*EXERCISE PROMPT*. Go through the material and write it all out exactly, minus the pictures.

>> BEGIN

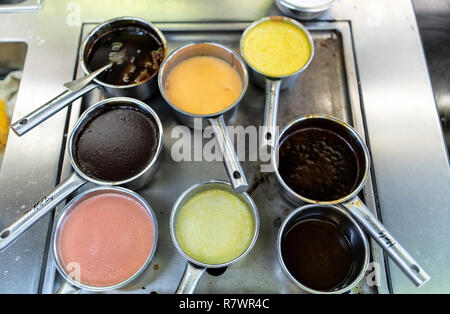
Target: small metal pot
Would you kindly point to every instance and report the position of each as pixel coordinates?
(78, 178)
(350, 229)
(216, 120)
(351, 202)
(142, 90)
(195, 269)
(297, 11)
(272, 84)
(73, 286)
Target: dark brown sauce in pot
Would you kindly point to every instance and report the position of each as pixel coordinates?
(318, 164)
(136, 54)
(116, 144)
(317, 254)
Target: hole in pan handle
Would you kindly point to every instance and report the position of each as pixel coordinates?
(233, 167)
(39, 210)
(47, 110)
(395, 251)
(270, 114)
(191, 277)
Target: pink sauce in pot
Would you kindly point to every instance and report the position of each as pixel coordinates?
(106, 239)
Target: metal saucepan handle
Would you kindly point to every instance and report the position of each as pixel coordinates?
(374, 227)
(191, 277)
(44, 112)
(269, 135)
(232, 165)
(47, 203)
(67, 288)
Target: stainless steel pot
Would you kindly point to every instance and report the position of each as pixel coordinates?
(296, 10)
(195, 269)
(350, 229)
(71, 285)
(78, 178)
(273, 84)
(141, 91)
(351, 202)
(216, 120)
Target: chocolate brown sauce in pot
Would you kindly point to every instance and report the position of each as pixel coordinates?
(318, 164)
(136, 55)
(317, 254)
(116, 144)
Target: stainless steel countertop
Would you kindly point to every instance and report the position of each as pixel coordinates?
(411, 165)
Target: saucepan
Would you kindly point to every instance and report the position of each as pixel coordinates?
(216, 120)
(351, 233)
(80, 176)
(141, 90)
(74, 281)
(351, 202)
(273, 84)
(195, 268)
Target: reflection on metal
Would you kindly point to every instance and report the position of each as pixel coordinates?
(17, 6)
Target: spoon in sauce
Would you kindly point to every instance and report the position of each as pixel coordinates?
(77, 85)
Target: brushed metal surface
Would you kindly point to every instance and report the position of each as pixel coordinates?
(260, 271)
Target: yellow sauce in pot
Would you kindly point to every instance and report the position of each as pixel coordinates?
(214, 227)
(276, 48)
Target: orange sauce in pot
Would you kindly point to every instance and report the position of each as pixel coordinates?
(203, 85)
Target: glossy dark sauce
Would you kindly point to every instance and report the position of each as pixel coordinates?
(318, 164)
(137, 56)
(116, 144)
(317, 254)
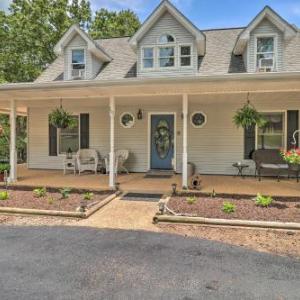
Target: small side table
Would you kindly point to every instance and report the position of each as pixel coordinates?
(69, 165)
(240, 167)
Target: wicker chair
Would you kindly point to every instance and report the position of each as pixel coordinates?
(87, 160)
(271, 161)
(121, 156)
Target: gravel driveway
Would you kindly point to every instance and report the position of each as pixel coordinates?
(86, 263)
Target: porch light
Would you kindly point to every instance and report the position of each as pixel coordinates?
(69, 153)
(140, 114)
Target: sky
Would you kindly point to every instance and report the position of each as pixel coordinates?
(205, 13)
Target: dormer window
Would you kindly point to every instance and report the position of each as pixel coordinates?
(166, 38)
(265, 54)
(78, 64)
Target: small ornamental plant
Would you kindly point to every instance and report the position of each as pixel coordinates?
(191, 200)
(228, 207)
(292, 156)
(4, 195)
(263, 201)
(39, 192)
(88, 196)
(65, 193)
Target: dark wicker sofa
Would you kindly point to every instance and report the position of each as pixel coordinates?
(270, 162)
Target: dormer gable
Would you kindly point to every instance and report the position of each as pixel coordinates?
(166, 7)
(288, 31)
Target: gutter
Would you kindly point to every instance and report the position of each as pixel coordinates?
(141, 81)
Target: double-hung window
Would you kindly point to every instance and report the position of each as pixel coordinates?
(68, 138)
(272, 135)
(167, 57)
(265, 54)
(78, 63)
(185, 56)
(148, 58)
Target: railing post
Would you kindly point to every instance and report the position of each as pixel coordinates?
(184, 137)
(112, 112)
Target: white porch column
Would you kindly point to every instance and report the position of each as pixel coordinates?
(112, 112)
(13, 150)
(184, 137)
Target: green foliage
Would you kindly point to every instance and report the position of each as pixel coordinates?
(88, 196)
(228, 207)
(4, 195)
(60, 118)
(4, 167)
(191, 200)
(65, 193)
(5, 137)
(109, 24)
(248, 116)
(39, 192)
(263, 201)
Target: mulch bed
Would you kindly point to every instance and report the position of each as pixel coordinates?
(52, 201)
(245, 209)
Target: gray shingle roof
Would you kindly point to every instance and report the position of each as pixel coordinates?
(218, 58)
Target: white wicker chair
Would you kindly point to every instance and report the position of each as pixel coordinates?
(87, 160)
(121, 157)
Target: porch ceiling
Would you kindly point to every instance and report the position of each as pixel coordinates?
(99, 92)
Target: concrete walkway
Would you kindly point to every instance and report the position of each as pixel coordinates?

>> END

*SOLVED PROBLEM*.
Target: small metal pot
Would you kindly point to every instance and report the position of each as pixel coordinates?
(78, 178)
(350, 229)
(216, 120)
(351, 202)
(142, 90)
(195, 269)
(297, 11)
(272, 84)
(73, 286)
Target: dark brown sauce in pot
Would you kindly point to every instance and report the position of each as pixel coordinates?
(318, 164)
(136, 54)
(116, 144)
(317, 254)
Target: hole in pan handle
Would you kindly point to every instance and report the position of each as pixel coordinates?
(233, 167)
(39, 210)
(47, 110)
(395, 251)
(270, 114)
(191, 277)
Target: pink sauce in pot
Would you kindly point to every instance and report the position of each as pixel coordinates?
(106, 239)
Target: metal saucepan handle
Would you kindly point to every instance and report the position of each as pixel coordinates?
(374, 227)
(191, 277)
(44, 112)
(269, 135)
(232, 165)
(47, 203)
(67, 288)
Target: stainless steel pot
Would you kindly point to every instance and report the position of each as pixel coordinates?
(296, 10)
(195, 269)
(350, 229)
(71, 285)
(78, 178)
(273, 84)
(141, 91)
(351, 202)
(216, 120)
Target: chocolate brown sauce in pot
Would you kindly point to every instance and report the position of each as pixel coordinates?
(318, 164)
(136, 55)
(317, 254)
(116, 144)
Target: stainless steel countertop
Would you kindly point to every instance and report the position of each as pixel coordinates?
(411, 165)
Target: saucepan
Would you kindly point to every instance and report the position of each as pixel coordinates?
(216, 120)
(351, 233)
(80, 176)
(141, 90)
(74, 281)
(351, 202)
(273, 84)
(195, 268)
Target: reflection on metal
Would you kindly point to every instance and report the position of each as pixel coordinates?
(17, 6)
Target: spoon in sauce
Would you kindly point to every instance and report the position of each as pixel coordinates?
(77, 85)
Target: brushed metal surface
Would you kindly point to every instance and report the position of each as pixel coordinates?
(260, 271)
Target: yellow sauce in pot
Would you kindly point to every instance and report the position of each as pixel coordinates?
(214, 227)
(276, 48)
Target: orange sauce in pot
Would you kindly point to every instance and report the position of each as pixel coordinates?
(203, 85)
Target: glossy dark sauce
Would you kindly point to every instance and report the position of each as pixel coordinates?
(318, 164)
(137, 56)
(116, 144)
(317, 254)
Target: small side table
Would you kindly point to every instance and report the position of each as pixel coordinates?
(69, 165)
(240, 167)
Target: wicker chair
Would you kindly point to every instance and report the position of each as pixel coordinates?
(87, 160)
(271, 161)
(121, 156)
Target: gravel driveway
Would you kindly point to every instance and report the position of each as pixel coordinates?
(86, 263)
Target: porch light
Would you kindly point to every instance and report the position of each as pixel coordinates?
(69, 153)
(140, 114)
Target: sky
Would you kindly point to every instance and report the position of each as pixel coordinates?
(205, 13)
Target: dormer window
Would you kindly point to every instance and report the position of each as pixel coordinates?
(166, 38)
(265, 54)
(78, 64)
Target: small ornamental plant
Would you kindly point to every instance and report the position of each as pixel coordinates?
(191, 200)
(228, 207)
(292, 156)
(4, 195)
(263, 201)
(39, 192)
(88, 196)
(65, 193)
Target: dark wicker sofa
Would you kindly point to every instance and report the position of each as pixel coordinates?
(270, 162)
Target: dormer gable
Would you kindly point to every instance and report the position of each as pixel coordinates?
(166, 7)
(288, 31)
Target: gutter
Would you kindly point to every instance and report the position of each as pixel coordinates?
(141, 81)
Target: double-hung window
Would you kindly point to every instance and report the position of each as pixel coordinates?
(68, 138)
(272, 135)
(167, 57)
(265, 54)
(78, 63)
(185, 56)
(148, 58)
Target: railing post
Would you kindly point to every instance and report the position of each as pixel coordinates?
(184, 137)
(112, 112)
Target: white porch column
Would you kindly point to every instance and report the position of each as pixel coordinates?
(112, 112)
(13, 150)
(184, 137)
Target: green foliage
Would you kindly point to every instance and report the position of each as pixel coordinates?
(88, 196)
(228, 207)
(4, 195)
(60, 118)
(4, 167)
(191, 200)
(65, 193)
(5, 137)
(109, 24)
(248, 116)
(39, 192)
(263, 201)
Target: mulch bed
Would you kindly point to every instance and report the position of each as pixel coordinates?
(52, 201)
(245, 209)
Target: gray shingle roof
Would you kindly point to every instance and report the position of each as pixel coordinates?
(218, 58)
Target: white wicker chair
Would you kindly point to every instance and report the position of each as pixel coordinates?
(87, 160)
(121, 157)
Target: porch ceiling
Would you kindly point to every instance and report the position of each as pixel coordinates?
(99, 92)
Target: concrete walkway
Would you kindly point to every instance and report the position of each as pixel coordinates?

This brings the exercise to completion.